Could you switch every "one point per instance" to "one coordinate pair per instance" throughout the items below and give them back otherwise unchanged, with the pictures left out?

TASK INPUT:
------------------------------

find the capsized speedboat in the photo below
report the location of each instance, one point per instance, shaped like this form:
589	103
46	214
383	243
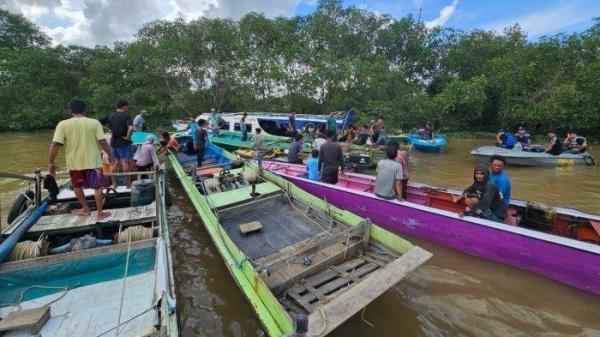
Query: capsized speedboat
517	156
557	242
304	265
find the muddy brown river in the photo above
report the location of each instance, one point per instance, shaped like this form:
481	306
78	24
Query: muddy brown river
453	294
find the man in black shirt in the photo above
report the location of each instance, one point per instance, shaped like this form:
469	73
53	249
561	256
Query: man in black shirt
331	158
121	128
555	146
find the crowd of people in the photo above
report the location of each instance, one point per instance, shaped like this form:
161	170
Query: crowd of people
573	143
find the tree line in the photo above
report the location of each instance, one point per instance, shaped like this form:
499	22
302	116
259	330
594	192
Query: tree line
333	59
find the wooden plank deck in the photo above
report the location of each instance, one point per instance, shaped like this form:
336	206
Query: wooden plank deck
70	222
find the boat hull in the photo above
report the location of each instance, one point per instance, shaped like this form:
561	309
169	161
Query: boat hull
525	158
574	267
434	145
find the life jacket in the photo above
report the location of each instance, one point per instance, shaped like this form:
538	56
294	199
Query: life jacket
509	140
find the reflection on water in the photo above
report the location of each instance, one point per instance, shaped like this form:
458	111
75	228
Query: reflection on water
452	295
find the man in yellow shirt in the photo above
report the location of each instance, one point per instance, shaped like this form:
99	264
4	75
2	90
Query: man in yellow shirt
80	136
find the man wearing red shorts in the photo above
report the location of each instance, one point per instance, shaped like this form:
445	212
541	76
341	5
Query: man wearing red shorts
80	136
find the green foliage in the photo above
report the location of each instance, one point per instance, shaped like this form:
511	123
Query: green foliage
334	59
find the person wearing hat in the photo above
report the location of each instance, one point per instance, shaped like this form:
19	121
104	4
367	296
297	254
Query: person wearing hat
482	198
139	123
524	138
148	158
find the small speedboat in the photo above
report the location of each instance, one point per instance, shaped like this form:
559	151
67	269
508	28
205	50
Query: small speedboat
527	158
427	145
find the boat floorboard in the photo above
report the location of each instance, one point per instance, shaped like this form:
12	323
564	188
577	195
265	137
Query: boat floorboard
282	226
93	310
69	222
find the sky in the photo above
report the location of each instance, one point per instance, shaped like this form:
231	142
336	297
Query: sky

------------------------------

TASK RESULT:
find the capsized speedboat in the photo below
report the location of each instance, one coordinate pair per instance, shaped like this form:
589	103
46	214
383	243
Query: capsized speedboat
517	156
557	242
304	265
find the muddy brown river in the photo above
report the location of each instance, one coordinate pair per instance, shaped like this form:
481	306
78	24
Query: muddy brown river
453	294
find the man in black shirt in the photo above
report the location of each instance, one coordinate pair per instance, shaped like this form:
469	73
53	249
561	256
Query: man in black shirt
331	158
121	128
555	146
find the crowd of people in the photo above
report the location of each instance, one coordinate pair per instance, shaped like this form:
161	170
Query: crowd of people
573	143
find the tree line in the photo above
report the location of each instance, one coordinate pair per instance, shaped like this form:
499	22
302	116
259	330
594	192
Query: tree line
333	59
find the wooden plank deck in the photo above
report the location of each instance, one coordinate pair per instance, shaped like this form:
336	206
Query: wooden plank deck
70	222
find the boat hull in the photo above
report the location of each instance, one coordinate pair per instance, shaped like this form:
561	309
169	161
Query: boat hull
525	158
574	267
434	145
find the life jacket in the photo above
report the location of each instance, one coordinate pair per instance, shaped like this form:
538	56
294	199
Query: life jacket
509	140
find the reflection on water in the photo above
report the location of each instance, one coordinate pair per instance, shaped like this form:
458	111
75	228
Query: reflection on water
452	295
find the man in yellow shirt in the photo above
report the location of each instance, one coordinate pair per instance, shaped like this form:
99	264
4	75
2	90
Query: man in yellow shirt
80	136
find the man wearing red shorts in the photo above
report the location of each instance, one coordinate pair per instance, shaped like this form:
445	212
541	76
341	5
Query: man wearing red shorts
80	136
find the green foliage in the photo above
report the location of each instance, one coordinate pair per instance, shaped like this form:
511	123
Query: green foliage
334	59
find the person wearing hat in the photo above
report the location of each instance, one coordinate pair per instance, shaped like this form:
19	121
104	4
367	296
297	254
Query: person wearing hat
482	198
139	123
524	138
148	158
find the small speedboat in the photo above
report the location of each instance, one coordinate pair per instance, shaped like this form:
559	151
67	269
508	28
205	50
Query: small speedboat
527	158
427	145
find the boat floorboard in the photo above
report the location of each instance, one coordinate pair per instance, shaped like this form:
12	323
564	188
577	195
265	137
Query: boat floorboard
282	226
93	310
69	222
find the sky in the photo above
report the location of each instance, one coordinate pair per instance, shaped like this form:
231	142
336	297
Query: sky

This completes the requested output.